### Série d'exercices
1. Citez fidèlement le passage du texte compris entre « Si la République, bonne » et « ses enfants préférés. », ces deux segments inclus.
2. D'après le texte, combien de personnages d'allure imposante consentent difficilement un coin au chroniqueur dans le train pour le Midi ?

### Texte à étudier
*-*-*
L’électeur
La République est une bonne princesse, elle estime que les voyages sont capables d’instruire sinon la jeunesse au moins les députés, et, c’est pour cette raison qu’elle procure à nos honorables élus la faculté et l’avantage de voyager à l’oeil.
Voyager a l’oeil, aller, au théâtre avec des billets de faveur, telle est la double ambition de pas mal de Parisiens, qui dans ce but, se donnent souvent un mal qui ne vaut pas le voyage et qui leur revient plus cher qu’au contrôle.
Mais nos députés, eux, réalisent sans peine cette ambition plus où moins légitime.
Si la République, bonne fille, ne leur ouvre pas encore les portes de tous les théâtres, c’est qu’elle ne le peut pas, du moins, met-elle à leur disposition les meilleurs wagon des Compagnies sauf peut-être ceux de l’Etat, qui ne sont pas très sûrs.
On comprend qu’elle tienne à la santé de ses enfants préférés.
Dernièrement, un de nos plus spirituels chroniqueurs prenait place dans un train de luxe pour le Midi : c’était bondé et notre confrère dut se réfugier dans un coin que lui consentirent difficilement sept personnages d’allure imposante et d’un bavardage généreux.
On parlait de la R. P., de l’impôt sur le revenu, des syndicats, que sais-je ! On jonglait avec les rapports et les projets de loi.
*-*-*
### Données brutes
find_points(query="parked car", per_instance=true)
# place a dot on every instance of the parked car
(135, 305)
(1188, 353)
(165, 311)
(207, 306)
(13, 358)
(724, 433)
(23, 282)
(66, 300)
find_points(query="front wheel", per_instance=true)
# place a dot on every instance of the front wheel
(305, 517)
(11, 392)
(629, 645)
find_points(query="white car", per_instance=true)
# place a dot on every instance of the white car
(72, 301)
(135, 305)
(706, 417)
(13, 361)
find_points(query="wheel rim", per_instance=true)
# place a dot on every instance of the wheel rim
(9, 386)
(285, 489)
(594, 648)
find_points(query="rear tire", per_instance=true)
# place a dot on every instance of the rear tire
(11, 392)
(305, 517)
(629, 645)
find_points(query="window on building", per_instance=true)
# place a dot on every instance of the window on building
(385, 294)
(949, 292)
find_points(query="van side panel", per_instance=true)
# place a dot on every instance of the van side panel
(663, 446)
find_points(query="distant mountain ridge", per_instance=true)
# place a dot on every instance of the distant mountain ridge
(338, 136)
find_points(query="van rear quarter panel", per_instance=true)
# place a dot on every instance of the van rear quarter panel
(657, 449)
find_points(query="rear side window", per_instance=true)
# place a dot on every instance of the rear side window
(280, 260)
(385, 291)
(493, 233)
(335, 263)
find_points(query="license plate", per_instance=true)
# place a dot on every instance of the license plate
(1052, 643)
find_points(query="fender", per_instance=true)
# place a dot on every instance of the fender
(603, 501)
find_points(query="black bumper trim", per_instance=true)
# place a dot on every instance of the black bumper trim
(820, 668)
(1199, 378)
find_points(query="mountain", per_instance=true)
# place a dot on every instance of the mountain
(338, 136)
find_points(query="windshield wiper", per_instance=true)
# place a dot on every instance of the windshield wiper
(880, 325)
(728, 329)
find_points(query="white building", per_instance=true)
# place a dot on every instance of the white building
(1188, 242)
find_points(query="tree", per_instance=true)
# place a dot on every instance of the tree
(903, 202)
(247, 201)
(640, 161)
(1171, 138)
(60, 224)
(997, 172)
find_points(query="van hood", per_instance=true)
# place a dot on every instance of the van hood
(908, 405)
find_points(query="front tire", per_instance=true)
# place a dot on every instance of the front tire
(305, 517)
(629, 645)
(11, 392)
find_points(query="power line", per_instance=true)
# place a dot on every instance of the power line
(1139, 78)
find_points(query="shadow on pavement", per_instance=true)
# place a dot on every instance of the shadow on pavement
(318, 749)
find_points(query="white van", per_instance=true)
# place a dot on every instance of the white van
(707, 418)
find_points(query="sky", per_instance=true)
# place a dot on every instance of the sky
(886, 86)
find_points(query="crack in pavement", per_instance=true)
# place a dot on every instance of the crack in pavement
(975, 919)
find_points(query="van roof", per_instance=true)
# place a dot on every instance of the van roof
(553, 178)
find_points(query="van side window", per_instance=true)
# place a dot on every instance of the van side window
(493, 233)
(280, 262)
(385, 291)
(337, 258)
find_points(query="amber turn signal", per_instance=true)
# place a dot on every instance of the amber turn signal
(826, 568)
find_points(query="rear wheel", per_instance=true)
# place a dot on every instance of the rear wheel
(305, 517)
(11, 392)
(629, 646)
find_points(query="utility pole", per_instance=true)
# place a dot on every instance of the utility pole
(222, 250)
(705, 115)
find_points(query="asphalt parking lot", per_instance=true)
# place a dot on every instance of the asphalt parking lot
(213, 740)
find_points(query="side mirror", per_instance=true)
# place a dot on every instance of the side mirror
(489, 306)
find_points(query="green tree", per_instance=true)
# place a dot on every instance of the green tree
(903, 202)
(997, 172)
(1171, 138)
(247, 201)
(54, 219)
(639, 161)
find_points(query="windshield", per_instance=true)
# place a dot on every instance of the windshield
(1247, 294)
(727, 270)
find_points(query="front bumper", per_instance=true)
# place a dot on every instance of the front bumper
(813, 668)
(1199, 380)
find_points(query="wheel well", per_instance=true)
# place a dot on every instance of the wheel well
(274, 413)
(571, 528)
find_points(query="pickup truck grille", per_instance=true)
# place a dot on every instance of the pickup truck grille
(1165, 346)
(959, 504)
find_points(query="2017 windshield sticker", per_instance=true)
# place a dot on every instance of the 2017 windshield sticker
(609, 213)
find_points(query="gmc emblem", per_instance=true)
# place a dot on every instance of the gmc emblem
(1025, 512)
*-*-*
### Corrigés
1.
Si la République, bonne fille, ne leur ouvre pas encore les portes de tous les théâtres, c’est qu’elle ne le peut pas, du moins, met-elle à leur disposition les meilleurs wagon des Compagnies sauf peut-être ceux de l’Etat, qui ne sont pas très sûrs.
On comprend qu’elle tienne à la santé de ses enfants préférés.

2. Sept.